→ **Task to complete**
Rewrite all of the rows below with "object detector" replaced by "region detector" wherever it occurs, changing nothing else, and omit the pictures from your version.

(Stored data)

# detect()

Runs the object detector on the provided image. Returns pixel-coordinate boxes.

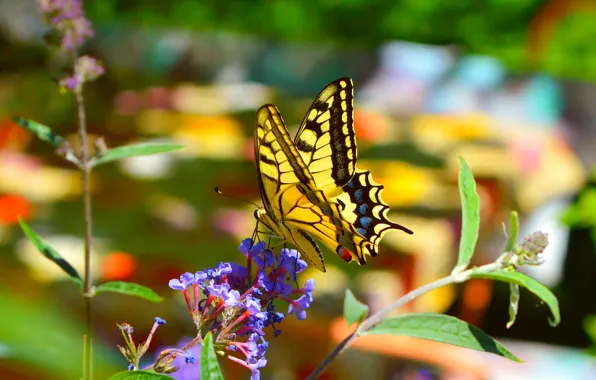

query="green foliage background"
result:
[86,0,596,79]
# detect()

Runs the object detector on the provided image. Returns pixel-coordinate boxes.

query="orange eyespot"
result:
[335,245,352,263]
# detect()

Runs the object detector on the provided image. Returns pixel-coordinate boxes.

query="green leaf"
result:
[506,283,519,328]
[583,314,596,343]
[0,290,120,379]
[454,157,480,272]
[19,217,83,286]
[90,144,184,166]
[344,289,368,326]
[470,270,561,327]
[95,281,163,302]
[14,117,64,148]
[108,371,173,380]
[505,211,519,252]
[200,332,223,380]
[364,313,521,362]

→ **Response to this exercise**
# detect()

Runs the region detector on the provided image. Returns pixel-coordinate boxes.


query="green foliage background"
result:
[86,0,596,79]
# detect()

Runs the region detector on the provided image. Returns pixel-coordinate boxes.

query="orange eyespot"
result:
[335,245,352,263]
# detect()

Runs the region detector on the provided image. Returns pixel-coordinate boxes.

query="green leaf"
result:
[506,283,519,328]
[583,314,596,343]
[0,290,120,379]
[454,157,480,272]
[19,217,83,286]
[90,144,184,166]
[344,289,368,326]
[470,270,561,327]
[95,281,163,302]
[14,117,64,148]
[108,371,173,380]
[505,211,519,252]
[200,332,223,380]
[364,313,521,362]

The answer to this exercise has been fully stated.